Non volevo che questo lavoro diventasse un documentario antropologico meramente informativo. Al di là delle storie narrate, volevo che la vera voce narrante fosse il cinema e il suo linguaggio. Volevo che lo spettatore vivesse “l’evento” attraverso un flusso di immagini, di situazioni, di accadimenti, e non attraverso i racconti. La doppia scelta cromatica ha fatto sì che la storia si sviluppasse su due piani paralleli, che diventano contingenti di tanto in tanto, ma mai dipendenti l’uno dall’altro. Quindi se da un lato vediamo le talkin heads a colori – realtà oggettiva, in bianco e nero viviamo il film della giornata (15 Agosto, giorno della Madonna Assunta) – realtà soggettiva. In questo modo il giorno dell’evento lo si vive quasi in maniera onirica. Le mie lenti hanno “filtri” che si soffermano molto sui contesti che scelgo di filmare. Credo che un luogo riesca a parlarti in maniera molto più diretta e rapida dei soggetti che lo vivono. Spesso un luogo riesce a condizionare in maniera tale un modus vivendi che le persone ne portano i segni sul viso, negli sguardi, nei modi di vestire, di parlare. I pescatori filmati ne “’O P’nneon”, che vediamo impegnati per tutto il tempo nella preparazione dell’evento, non hanno deciso di caricarsi sulle spalle solo il peso di una tradizione, ma anche il fardello della responsabilità di coloro che sono tenuti a tramandare una tradizione, in quanto ultimi testimoni di una rocca abbandonata (Rione Terra) che svetta per tutto la durata del film alle loro spalle come un involucro vuoto.

#####

→ Istruzioni e requisiti
Prosegui il testo sul documentario dedicato ai pescatori del Rione Terra, a partire dalla frase che segue l'ultima riportata.

#####

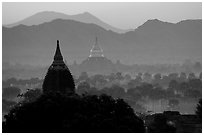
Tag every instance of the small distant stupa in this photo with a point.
(96, 50)
(58, 77)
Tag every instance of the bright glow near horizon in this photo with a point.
(122, 15)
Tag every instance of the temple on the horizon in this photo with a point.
(96, 50)
(96, 62)
(58, 77)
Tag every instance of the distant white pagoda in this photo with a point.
(96, 50)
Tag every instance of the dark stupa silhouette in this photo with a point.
(58, 77)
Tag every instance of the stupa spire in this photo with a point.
(58, 55)
(96, 51)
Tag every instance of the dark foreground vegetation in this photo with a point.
(57, 113)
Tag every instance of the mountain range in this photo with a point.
(48, 16)
(153, 42)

#####

→ Svolgimento
Ci racconti un aneddoto simpatico legato alla realizzazione del documentario?

Siamo stati veramente pochissimo tempo sul campo per effettuare le riprese, quindi non ho avuto molte possibilità di condividere situazioni con la comunità dei pescatori. Però posso dirti che quando siamo arrivati (con Paolo Visone, seconda macchina da presa), a parte uno dei protagonisti che si prestò subito a farsi intervistare, tutti furono molto restii a farsi filmare. Anzi, si tenevano a distanza, ci guardavano con sospetto, di nascosto. Questo fino al pomeriggio prima dell’inizio della gara. Usciti dalla chiesa, dopo la benedizione dei concorrenti, mi sono ritrovato praticamente assalito da tutta la comunità. Volevano parlare, raccontare, esprimersi. Ci fermammo per circa un’ora e fu divertentissimo, oltre che importante dal punto di vista del racconto.

In questo lavoro c’è la gente del posto, ma tu, sulla scena dal 2001, hai lavorato anche con attori professionisti. Quali le difficoltà e quale la bellezza del condividere il set o il palco con l’una e l’altra categoria?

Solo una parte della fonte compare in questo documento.